» YOUR TASK: Each line at or after the one containing "player's neck, the" should be transcribed exactly, up to and including the final line of the data.

» SUPPLIED MATERIAL:
- - -
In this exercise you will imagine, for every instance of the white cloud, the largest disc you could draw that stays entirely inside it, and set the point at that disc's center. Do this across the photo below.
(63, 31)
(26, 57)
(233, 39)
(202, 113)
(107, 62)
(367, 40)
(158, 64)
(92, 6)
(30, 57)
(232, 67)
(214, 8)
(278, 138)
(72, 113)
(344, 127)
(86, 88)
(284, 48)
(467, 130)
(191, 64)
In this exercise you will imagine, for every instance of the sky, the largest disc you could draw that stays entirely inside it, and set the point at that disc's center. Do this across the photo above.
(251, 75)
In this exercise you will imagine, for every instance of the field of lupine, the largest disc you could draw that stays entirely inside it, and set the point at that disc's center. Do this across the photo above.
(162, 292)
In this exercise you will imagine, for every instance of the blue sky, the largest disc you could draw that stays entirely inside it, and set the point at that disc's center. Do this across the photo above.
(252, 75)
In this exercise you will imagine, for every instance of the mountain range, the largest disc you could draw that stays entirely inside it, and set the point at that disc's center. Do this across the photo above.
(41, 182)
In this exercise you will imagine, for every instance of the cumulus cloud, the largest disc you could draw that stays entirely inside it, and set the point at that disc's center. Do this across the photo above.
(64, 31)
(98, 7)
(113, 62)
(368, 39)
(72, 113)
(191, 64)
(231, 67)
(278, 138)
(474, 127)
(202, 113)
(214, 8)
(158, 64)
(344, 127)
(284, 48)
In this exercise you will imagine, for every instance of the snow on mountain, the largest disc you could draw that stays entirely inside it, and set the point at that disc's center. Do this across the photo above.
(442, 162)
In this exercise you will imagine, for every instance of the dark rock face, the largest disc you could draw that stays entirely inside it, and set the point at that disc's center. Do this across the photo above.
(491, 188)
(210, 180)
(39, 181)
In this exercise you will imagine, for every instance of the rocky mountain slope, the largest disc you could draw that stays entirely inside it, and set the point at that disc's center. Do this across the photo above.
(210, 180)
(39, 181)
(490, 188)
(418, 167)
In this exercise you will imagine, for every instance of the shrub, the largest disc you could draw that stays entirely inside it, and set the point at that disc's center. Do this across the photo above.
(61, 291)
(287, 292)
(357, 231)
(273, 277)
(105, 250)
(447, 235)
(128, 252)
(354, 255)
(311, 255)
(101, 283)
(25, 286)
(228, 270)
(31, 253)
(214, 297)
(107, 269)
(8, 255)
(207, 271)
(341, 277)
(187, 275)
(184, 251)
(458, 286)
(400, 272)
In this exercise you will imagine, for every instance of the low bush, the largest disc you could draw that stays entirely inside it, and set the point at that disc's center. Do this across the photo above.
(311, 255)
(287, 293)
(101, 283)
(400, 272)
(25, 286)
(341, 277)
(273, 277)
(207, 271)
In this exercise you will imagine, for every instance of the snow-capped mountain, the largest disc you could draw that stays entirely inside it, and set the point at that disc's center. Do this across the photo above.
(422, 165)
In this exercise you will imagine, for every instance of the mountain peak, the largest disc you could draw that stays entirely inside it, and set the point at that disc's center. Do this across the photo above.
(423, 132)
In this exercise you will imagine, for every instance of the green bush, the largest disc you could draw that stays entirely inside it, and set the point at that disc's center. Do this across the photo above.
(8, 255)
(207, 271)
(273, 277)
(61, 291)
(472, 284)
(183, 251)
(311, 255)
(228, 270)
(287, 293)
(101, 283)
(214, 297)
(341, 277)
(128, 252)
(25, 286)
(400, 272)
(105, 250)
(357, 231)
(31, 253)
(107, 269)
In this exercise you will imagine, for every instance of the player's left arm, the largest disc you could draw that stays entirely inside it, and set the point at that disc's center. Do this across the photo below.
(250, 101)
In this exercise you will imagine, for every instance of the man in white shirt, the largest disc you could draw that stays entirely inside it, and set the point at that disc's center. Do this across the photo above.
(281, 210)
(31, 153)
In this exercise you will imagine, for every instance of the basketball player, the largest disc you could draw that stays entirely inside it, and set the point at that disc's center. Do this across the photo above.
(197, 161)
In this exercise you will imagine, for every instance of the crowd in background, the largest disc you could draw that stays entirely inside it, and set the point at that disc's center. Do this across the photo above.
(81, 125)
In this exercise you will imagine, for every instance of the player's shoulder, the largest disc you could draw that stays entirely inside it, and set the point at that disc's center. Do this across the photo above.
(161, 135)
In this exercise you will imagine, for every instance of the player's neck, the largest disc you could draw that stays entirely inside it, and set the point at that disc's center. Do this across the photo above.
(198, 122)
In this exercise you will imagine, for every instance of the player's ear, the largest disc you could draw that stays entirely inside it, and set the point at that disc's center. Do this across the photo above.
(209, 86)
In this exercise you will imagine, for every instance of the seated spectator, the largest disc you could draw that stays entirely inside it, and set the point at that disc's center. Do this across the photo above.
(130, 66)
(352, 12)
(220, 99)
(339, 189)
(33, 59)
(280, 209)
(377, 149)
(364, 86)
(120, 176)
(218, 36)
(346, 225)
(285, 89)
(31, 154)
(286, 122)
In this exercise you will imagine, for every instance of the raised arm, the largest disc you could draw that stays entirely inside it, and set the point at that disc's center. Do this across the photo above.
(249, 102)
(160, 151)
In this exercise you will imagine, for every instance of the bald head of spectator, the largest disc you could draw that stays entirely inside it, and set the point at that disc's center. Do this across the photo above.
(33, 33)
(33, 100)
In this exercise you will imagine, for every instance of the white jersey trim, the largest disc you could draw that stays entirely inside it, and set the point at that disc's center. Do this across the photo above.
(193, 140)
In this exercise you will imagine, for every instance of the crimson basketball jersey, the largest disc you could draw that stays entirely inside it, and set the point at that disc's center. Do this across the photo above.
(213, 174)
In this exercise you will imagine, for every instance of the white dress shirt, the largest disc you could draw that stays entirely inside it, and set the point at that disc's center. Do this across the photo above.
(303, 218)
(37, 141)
- - -
» PROBLEM SOLUTION:
In this exercise you will imagine, for every instance of the player's neck, the largest disc you could draw that stays entirely inside it, and set the point at that disc's center. Do this across the photo above.
(198, 122)
In this exercise you will imagine, for every instance of the player's ear, the largest disc you could draw that stays entirely inside it, and set the point at that disc's center. Do this across the photo above.
(209, 86)
In this exercise you will imagine, for every instance of the seated spectator, the largest disc you could draw that stays entirely inside it, and set the point at that disc's center. Do this across the photo above.
(130, 66)
(352, 12)
(220, 99)
(339, 189)
(33, 59)
(280, 209)
(377, 149)
(364, 86)
(120, 176)
(218, 36)
(346, 225)
(285, 89)
(31, 154)
(286, 122)
In this exercise you will imagine, for every instance of the raised arm, the largest disc you could draw that stays entirely inside it, and set the point at that disc's center. Do this across the photo above.
(249, 102)
(160, 151)
In this exercise you will imagine, for every instance of the bald head of spectator, the largest disc you could draw that stays entirely inside it, and set the point at that disc's center. Do this across the photo above.
(33, 33)
(33, 100)
In this exercise you will imagine, for every instance of the white jersey trim, the largest disc you could draw that stays entirely inside it, and set the point at that disc's center. Do this across the photo above.
(193, 140)
In this exercise you will imagine, for every instance of the crimson basketball jersey, the largest disc you could draw that stays entirely inside it, and set the point at that disc's center. Do this across the photo above.
(213, 174)
In this exercise you will imagine, for every instance of the white dress shirt, the largest disc you could draw that stays entirely inside it, and set the point at that disc's center. Do this across the photo above.
(303, 218)
(37, 141)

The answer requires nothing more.